(PROVIDED MATERIAL begins)

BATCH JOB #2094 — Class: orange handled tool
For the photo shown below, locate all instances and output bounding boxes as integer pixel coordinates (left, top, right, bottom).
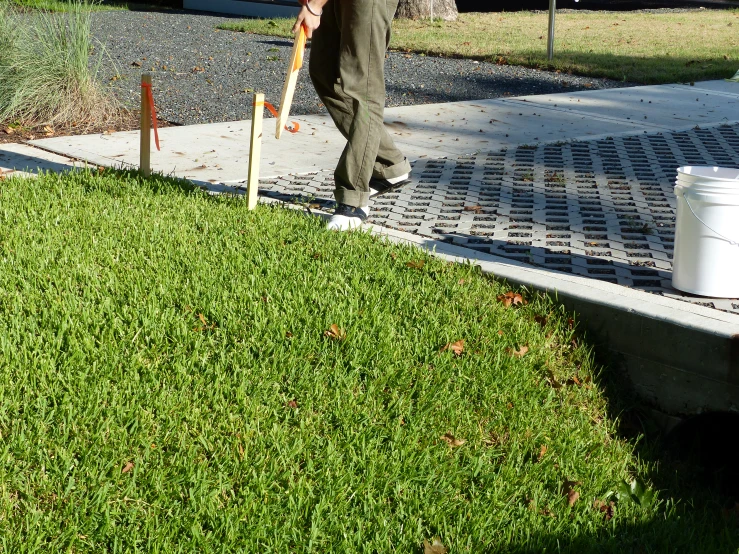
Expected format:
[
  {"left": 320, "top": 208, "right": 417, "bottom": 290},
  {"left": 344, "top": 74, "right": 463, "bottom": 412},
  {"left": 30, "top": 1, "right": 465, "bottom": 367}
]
[{"left": 275, "top": 24, "right": 307, "bottom": 139}]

(PROVIDED MATERIAL ends)

Exact copies of all the entries, without any pictures, are what the answer must contain.

## TASK RESULT
BATCH JOB #2094 — Class: orange handled tool
For the photo shown below, locate all instances and output bounding boxes as integer pixel coordinates (left, top, right, bottom).
Expected format:
[
  {"left": 320, "top": 208, "right": 417, "bottom": 290},
  {"left": 344, "top": 74, "right": 463, "bottom": 412},
  {"left": 30, "top": 1, "right": 465, "bottom": 367}
]
[{"left": 275, "top": 24, "right": 307, "bottom": 139}]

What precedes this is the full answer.